● Seitenauszug:
*-*-*
Besonders pikant: Die PiS-Abgeordneten boykottierten demonstrativ Tusks Regierungserklärung. "Wir wollen nicht an Tusks PR-Aktion teilnehmen", erklärte PiS-Fraktionschef Mariusz Blaszczak treffend. Und genau das war es – eine reine PR-Show, die über die fundamentalen Probleme der Regierung hinwegtäuschen sollte.
Gebrochene Versprechen und enttäuschte Wähler
Tusks Bilanz nach anderthalb Jahren Regierungszeit liest sich wie ein Katalog gebrochener Wahlversprechen. Die angekündigte Liberalisierung der Abtreibungsgesetze? Nicht umgesetzt. Die versprochene Steuersenkung? Fehlanzeige. Die Rücknahme der Justizreformen der PiS? Am Veto des scheidenden Präsidenten Duda gescheitert. Stattdessen präsentiert Tusk Wirtschaftszahlen und spricht über Grenzkontrollen – Themen, die seine enttäuschte Wählerbasis kaum begeistern dürften.
Besonders bemerkenswert ist Tusks Ankündigung, möglicherweise Grenzkontrollen zu Deutschland einführen zu wollen. Ein Schritt, der nicht nur die vielen polnischen Pendler belasten würde, sondern auch zeigt, wie sehr der Ministerpräsident unter Druck steht, in der Migrationspolitik Härte zu demonstrieren. Hier versucht er offenbar, der PiS das Wasser abzugraben – ein durchsichtiges Manöver, das seine eigene politische Schwäche unterstreicht.
*-*-*
Lokalisierungsdaten mit einem Punkt je Instanz:

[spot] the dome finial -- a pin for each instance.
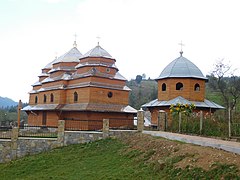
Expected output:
(98, 40)
(75, 41)
(181, 44)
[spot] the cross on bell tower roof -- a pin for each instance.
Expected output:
(75, 40)
(181, 44)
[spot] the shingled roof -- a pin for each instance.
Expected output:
(98, 51)
(181, 68)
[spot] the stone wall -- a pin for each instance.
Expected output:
(10, 150)
(77, 137)
(18, 147)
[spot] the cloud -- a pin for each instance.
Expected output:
(54, 1)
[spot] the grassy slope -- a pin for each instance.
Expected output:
(99, 160)
(105, 159)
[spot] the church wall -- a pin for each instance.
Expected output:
(108, 81)
(84, 69)
(97, 59)
(116, 119)
(56, 73)
(102, 69)
(55, 83)
(36, 118)
(101, 95)
(187, 92)
(79, 80)
(32, 98)
(65, 64)
(37, 87)
(42, 78)
(83, 95)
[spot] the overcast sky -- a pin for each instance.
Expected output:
(142, 35)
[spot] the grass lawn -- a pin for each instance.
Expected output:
(99, 160)
(104, 159)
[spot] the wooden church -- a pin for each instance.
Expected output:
(181, 81)
(76, 87)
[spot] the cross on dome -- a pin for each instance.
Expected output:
(181, 44)
(98, 37)
(75, 40)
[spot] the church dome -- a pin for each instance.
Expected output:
(181, 68)
(71, 56)
(98, 51)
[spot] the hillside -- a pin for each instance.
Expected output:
(7, 102)
(131, 157)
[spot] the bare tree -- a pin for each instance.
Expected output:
(223, 79)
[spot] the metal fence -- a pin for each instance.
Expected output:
(38, 131)
(5, 132)
(83, 125)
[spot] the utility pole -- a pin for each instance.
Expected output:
(19, 112)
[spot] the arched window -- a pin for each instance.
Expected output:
(44, 98)
(179, 86)
(36, 99)
(164, 87)
(51, 97)
(75, 96)
(196, 87)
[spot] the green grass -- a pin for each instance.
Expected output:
(105, 159)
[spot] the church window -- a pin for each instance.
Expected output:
(196, 87)
(36, 99)
(110, 94)
(75, 96)
(164, 87)
(44, 98)
(51, 97)
(179, 86)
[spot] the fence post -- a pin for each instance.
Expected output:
(105, 128)
(180, 121)
(166, 121)
(162, 120)
(201, 121)
(61, 128)
(140, 120)
(229, 122)
(14, 138)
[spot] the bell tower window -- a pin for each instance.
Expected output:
(196, 87)
(179, 86)
(52, 97)
(75, 96)
(164, 87)
(36, 99)
(44, 98)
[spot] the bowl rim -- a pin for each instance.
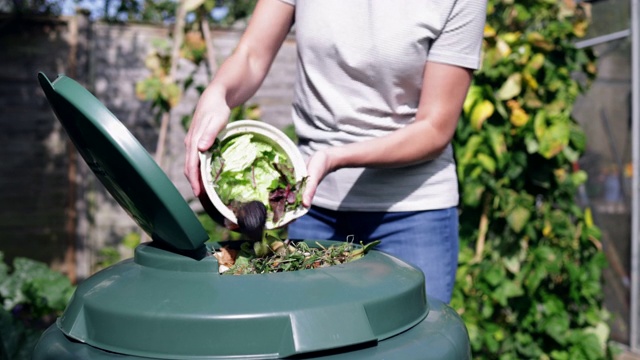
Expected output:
(280, 139)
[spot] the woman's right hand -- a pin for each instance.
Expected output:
(209, 118)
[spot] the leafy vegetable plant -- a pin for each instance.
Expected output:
(245, 168)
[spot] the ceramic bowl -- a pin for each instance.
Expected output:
(264, 132)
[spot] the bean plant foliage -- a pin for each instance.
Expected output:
(529, 280)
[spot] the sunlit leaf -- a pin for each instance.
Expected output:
(511, 88)
(518, 218)
(480, 113)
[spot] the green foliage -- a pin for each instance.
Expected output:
(32, 297)
(529, 281)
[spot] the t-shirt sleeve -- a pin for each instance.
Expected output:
(460, 41)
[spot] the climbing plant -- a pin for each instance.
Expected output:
(529, 280)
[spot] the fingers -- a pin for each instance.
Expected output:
(204, 128)
(317, 169)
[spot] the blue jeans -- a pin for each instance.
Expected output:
(425, 239)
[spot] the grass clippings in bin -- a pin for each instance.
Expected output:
(275, 255)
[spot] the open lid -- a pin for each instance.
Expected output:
(123, 166)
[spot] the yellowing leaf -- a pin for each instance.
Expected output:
(530, 80)
(519, 117)
(536, 62)
(538, 40)
(191, 5)
(511, 88)
(487, 162)
(518, 218)
(480, 113)
(503, 48)
(474, 93)
(511, 37)
(540, 124)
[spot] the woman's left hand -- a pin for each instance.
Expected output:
(318, 166)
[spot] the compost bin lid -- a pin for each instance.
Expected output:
(123, 166)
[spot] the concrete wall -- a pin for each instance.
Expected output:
(51, 207)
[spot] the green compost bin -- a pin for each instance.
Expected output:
(170, 302)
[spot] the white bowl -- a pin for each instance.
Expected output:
(277, 139)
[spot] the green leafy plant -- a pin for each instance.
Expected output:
(32, 297)
(529, 280)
*-*-*
Setzen Sie den Seitenauszug zu Tusks Regierungsbilanz im Anschluss an seinen letzten Satz fort.

● Antwortfeld:
Die wahre Machtverschiebung steht noch bevor
Mit Nawrockis Amtsantritt als Präsident wird sich die politische Landschaft Polens fundamental verändern. Der neue Präsident hat bereits "starken Widerstand" gegen die Regierung angekündigt – und er hat die Mittel dazu. Ohne die nötige Zweidrittelmehrheit im Parlament, um präsidiale Vetos zu überstimmen, wird Tusk zum zahnlosen Tiger. Seine ambitionierte liberale Agenda dürfte damit endgültig Geschichte sein.
Die Koalitionspartner beginnen bereits, über ihre Zukunft im Regierungsbündnis nachzudenken. Die Frage ist nicht ob, sondern wann die wackelige Allianz aus konservativen, liberalen und linken Parteien auseinanderbricht. Tusks eigenes Eingeständnis vor dem Parlament spricht Bände: "Diese Herausforderungen sind größer, als wir nach den Präsidentschaftswahlen erwartet haben."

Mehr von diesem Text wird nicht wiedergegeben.